- _Written exercise A_
List every reason the page on the Canon EOS 50/1.8 below gives for owning the lens.
....
Canon EOS 50/1.8

by Philip Greenspun; created 1995

Site Home : Photography : Canon EOS 50/1.8

This lens has been replaced by the Canon EF 50/1.8 STM, which has similar optics and construction, but a much better autofocus motor

Nick Gittes and Alex. 1998. This is the lightest cheapest-feeling lens I've ever used on an SLR. It is all plastic, right down to the lens mount. The optical performance of the glass inside is fine, but manual focusing isn't much fun. Auto focusing isn't much fun either, because this lens does not contain a USM motor, but rather an ancient Canon EOS lens motor. Because of this primitive motor, simultaneous manual/auto focus isn't available with this lens.

Eric Jordan, brilliant young computer scientist. 545
Technology Square, 4th floor So why do I own this lens? It costs only about $80. It is incredibly lightweight. It takes vastly better pictures than a mid-range mid-priced zoom. It can take a photo without flash in light that is one quarter as bright as the light required by a consumer zoom (usually these have max apertures of around f/4).

If you intend to use manual focus often, you'd be better off with the 50/1.4 USM, which is a much more modern design and has a wider manual focus ring. It also has the USM so that you can do simultaneous manual/auto focus, the best feature of the Canon EOS system (though Nikon has begun to compete with their S range of lenses).
....
- _Written exercise B_
In the records below, report every line that contains the string "pinnacle".
....
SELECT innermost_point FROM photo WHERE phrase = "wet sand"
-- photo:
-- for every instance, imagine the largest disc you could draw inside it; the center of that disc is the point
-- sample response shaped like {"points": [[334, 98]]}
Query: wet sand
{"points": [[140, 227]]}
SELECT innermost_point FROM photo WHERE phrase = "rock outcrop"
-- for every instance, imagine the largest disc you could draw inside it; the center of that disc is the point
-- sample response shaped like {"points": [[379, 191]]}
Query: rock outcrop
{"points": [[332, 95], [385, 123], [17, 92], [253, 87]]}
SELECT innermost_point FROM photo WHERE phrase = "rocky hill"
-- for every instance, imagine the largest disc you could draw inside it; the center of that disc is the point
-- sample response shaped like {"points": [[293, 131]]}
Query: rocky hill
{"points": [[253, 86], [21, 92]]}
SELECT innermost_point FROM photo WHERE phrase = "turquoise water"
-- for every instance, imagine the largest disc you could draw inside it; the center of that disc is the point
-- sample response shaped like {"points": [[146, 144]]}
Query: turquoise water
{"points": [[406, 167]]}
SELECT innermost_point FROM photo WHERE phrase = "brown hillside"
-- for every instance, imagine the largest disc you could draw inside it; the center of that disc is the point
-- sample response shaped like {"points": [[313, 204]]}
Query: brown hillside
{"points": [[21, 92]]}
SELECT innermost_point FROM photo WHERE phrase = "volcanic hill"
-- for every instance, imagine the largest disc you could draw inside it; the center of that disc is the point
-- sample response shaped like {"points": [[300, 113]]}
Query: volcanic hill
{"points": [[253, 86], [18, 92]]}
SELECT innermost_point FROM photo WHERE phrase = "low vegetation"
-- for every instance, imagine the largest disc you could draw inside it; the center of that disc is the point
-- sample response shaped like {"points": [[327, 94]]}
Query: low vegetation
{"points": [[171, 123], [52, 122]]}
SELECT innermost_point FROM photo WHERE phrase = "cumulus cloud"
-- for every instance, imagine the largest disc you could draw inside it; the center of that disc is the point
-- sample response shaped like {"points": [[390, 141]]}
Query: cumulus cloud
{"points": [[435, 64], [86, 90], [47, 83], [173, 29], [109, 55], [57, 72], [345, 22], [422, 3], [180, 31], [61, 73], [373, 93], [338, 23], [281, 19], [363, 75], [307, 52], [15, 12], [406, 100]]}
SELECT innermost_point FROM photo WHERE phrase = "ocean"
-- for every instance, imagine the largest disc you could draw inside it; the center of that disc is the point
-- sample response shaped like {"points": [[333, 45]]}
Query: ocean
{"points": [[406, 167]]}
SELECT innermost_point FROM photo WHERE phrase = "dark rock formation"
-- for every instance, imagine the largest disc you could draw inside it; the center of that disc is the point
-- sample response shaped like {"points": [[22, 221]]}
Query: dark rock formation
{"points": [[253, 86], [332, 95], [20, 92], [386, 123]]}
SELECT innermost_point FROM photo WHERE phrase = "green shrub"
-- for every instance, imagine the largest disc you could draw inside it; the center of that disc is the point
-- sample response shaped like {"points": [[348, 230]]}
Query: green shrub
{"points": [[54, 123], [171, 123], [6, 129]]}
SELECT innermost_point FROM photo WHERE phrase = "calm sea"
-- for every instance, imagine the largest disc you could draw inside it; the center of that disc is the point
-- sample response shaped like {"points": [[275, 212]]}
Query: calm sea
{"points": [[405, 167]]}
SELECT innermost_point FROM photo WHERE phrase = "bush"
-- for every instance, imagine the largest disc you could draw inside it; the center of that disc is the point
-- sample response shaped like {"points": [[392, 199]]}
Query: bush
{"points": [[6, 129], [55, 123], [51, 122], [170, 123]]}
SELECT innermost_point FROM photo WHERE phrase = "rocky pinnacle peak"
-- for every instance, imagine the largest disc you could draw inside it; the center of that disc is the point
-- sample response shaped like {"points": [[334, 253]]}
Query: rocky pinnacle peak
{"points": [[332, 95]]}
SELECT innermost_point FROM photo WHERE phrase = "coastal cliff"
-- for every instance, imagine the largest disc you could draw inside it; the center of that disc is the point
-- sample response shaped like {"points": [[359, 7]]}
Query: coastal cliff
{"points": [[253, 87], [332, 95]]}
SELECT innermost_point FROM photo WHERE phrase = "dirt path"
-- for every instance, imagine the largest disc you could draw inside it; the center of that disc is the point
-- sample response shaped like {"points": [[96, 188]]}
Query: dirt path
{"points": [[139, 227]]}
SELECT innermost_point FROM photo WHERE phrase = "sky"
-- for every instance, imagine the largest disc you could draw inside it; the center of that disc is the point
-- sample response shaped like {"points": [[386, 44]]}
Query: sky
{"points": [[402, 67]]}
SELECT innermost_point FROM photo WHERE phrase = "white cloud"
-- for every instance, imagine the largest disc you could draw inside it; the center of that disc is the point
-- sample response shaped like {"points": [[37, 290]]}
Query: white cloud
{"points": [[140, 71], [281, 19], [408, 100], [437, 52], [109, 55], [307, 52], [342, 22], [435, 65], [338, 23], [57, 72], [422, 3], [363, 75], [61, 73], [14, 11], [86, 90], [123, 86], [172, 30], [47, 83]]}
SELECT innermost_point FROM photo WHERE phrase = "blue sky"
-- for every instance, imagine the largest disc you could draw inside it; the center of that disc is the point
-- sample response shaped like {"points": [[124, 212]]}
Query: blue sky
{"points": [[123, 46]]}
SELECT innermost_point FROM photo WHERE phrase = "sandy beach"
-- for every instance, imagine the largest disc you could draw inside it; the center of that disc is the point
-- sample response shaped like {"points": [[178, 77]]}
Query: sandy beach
....
- _Correct result A_
- It costs only about $80.
- It is incredibly lightweight.
- It takes vastly better pictures than a mid-range mid-priced zoom.
- It can take a photo without flash in light that is one quarter as bright as the light a consumer zoom requires.

- _Correct result B_
SELECT innermost_point FROM photo WHERE phrase = "rocky pinnacle peak"
Query: rocky pinnacle peak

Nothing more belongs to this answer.